Page:
>>>>>

I think each DSO gap adds another VMA, and I think this change could add up to 3 of them per DSO. (IIRC, VMA usage is a problem because the bookkeeping uses expensive non-pageable kernel memory.) This issue is easy to fix, though, by building the arm32 platform with -z,max-page-size=0x1000. (I checked a 32-bit device's system_server. I saw 318 DSOs, and it looked like a 64KiB max-page-size could add up to 192KiB of vaddr padding per DSO, for a total increase of up to 60MiB of vaddr usage.)

thieta added a comment.Apr 7 2020, 7:47 AM

A small ping here.

If I understand it correctly Android build scripts would have to be adjusted if we change this to make sure the 4k max page size is still happening when building the core system libraries. Is that a bigger task so that we can't merge this or would it better with a clang driver change similar to what we do with android aarch64 here:https://github.com/llvm/llvm-project/blob/master/clang/lib/Driver/ToolChains/Linux.cpp#L256 - I am happy to include that in my work if that's something that would make life easier in android land.

I am still trying to find out if this is a change we want to land so that I can start working on the unit tests in that case.

I am still in favor of this change:

  • Better interoperability with AArch64
  • No size difference (for most cases)
  • Better compatibility GNU ld>=2014
  • We have plenty of approaches to specify -z max-page-size=4096 for Android NDK users
  • Importantly, we have a contributor who is willing to fix the 58 tests

git shortlog --after 2014-01-01 -- gold/arm.cc says there has been very little activity. I don't want us to be locked down by decisions in gold due to lack of maintenance.

<<<<<

Given problem 1:
Repeat the part of the thread from "A small ping" to "(for most cases)" word for word.
The thread and the records come from unrelated sources.

Records for this exercise:
>>>>>

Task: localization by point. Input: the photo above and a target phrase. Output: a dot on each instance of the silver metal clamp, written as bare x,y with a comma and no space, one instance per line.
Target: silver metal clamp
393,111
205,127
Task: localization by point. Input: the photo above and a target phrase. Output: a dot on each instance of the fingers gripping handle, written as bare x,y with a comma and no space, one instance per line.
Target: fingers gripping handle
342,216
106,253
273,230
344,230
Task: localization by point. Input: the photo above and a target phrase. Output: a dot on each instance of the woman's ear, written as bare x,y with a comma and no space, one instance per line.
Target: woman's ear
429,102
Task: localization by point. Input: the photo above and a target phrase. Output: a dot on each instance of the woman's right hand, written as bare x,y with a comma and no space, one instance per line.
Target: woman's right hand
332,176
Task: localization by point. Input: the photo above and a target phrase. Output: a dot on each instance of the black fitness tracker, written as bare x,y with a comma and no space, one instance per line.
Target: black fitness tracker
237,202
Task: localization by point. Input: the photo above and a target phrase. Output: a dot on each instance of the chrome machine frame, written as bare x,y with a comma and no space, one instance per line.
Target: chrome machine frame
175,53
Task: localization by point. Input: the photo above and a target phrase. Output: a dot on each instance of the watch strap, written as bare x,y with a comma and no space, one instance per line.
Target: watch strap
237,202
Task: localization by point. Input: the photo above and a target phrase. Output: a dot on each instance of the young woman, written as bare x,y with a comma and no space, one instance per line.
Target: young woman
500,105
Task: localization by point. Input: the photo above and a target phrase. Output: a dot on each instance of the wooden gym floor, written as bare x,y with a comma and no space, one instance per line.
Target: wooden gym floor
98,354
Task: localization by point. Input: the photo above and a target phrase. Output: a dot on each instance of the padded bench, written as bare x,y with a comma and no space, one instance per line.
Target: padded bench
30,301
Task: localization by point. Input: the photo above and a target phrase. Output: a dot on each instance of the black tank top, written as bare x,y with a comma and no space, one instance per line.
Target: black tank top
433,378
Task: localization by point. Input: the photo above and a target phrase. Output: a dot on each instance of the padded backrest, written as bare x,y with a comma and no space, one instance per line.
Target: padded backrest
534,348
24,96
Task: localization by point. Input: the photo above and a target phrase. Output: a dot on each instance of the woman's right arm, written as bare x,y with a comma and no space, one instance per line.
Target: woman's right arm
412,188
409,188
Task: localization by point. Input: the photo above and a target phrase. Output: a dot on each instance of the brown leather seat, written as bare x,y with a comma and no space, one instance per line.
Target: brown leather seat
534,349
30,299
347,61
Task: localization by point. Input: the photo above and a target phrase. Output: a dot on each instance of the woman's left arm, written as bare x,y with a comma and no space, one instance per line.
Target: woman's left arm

<<<<<
>>>>>

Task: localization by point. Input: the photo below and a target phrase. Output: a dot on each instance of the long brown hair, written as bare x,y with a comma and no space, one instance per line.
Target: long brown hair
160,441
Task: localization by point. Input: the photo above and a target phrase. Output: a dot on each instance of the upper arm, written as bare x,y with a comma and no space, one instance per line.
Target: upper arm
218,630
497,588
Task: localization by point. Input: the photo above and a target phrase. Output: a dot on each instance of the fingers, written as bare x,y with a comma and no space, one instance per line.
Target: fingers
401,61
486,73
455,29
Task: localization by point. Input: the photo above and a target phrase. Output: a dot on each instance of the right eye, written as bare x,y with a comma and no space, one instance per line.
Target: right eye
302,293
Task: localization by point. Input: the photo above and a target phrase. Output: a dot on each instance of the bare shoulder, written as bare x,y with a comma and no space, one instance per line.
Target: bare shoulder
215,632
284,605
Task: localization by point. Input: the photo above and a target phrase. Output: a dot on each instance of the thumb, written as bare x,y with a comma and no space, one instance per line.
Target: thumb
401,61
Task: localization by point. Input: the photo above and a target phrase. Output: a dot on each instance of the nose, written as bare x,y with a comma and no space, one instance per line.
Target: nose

<<<<<
>>>>>

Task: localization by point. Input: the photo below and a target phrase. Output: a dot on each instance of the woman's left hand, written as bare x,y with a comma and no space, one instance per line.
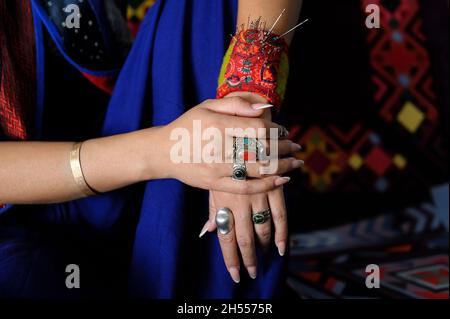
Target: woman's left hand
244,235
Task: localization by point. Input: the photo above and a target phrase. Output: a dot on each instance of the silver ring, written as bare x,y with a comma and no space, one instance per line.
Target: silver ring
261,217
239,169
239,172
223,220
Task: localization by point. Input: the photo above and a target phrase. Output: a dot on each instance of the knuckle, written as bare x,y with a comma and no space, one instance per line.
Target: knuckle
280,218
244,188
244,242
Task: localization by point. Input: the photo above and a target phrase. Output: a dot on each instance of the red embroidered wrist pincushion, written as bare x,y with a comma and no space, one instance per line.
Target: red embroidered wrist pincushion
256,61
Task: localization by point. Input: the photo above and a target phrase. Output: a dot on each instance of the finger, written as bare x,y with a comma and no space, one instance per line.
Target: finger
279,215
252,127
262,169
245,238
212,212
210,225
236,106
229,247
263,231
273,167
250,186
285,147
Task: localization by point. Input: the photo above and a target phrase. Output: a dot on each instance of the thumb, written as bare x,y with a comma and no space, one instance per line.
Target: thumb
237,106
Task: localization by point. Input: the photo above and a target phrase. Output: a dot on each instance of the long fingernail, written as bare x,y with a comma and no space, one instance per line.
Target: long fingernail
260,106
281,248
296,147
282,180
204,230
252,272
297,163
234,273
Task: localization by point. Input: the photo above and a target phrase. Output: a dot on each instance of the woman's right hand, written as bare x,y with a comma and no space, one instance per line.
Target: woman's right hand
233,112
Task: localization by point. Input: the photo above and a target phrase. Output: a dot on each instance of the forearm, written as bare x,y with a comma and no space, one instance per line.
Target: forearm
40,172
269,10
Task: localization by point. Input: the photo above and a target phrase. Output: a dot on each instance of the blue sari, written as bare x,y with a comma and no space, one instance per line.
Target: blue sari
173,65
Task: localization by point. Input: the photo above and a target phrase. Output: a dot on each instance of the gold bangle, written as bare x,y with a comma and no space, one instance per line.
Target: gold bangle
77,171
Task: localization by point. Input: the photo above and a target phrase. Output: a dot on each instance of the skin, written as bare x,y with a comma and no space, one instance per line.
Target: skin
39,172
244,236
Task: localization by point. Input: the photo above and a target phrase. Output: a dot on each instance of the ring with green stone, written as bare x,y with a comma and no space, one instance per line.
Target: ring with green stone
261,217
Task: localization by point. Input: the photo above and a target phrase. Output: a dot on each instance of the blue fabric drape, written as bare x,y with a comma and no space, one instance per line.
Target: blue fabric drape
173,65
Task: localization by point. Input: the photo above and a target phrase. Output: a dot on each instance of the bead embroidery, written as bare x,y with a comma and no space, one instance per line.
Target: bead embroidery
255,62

<<<<<

Given problem 2:
In the records, reproduce every line from the line with "of the brown" to the line with "Target: woman's left arm", both of those lines included.

Correct response 1:
A small ping here.

If I understand it correctly Android build scripts would have to be adjusted if we change this to make sure the 4k max page size is still happening when building the core system libraries. Is that a bigger task so that we can't merge this or would it better with a clang driver change similar to what we do with android aarch64 here:https://github.com/llvm/llvm-project/blob/master/clang/lib/Driver/ToolChains/Linux.cpp#L256 - I am happy to include that in my work if that's something that would make life easier in android land.

I am still trying to find out if this is a change we want to land so that I can start working on the unit tests in that case.

I am still in favor of this change:

  • Better interoperability with AArch64
  • No size difference (for most cases)

Correct response 2:
Task: localization by point. Input: the photo above and a target phrase. Output: a dot on each instance of the brown leather seat, written as bare x,y with a comma and no space, one instance per line.
Target: brown leather seat
534,349
30,299
347,61
Task: localization by point. Input: the photo above and a target phrase. Output: a dot on each instance of the woman's left arm, written as bare x,y with a comma and no space, one instance per line.
Target: woman's left arm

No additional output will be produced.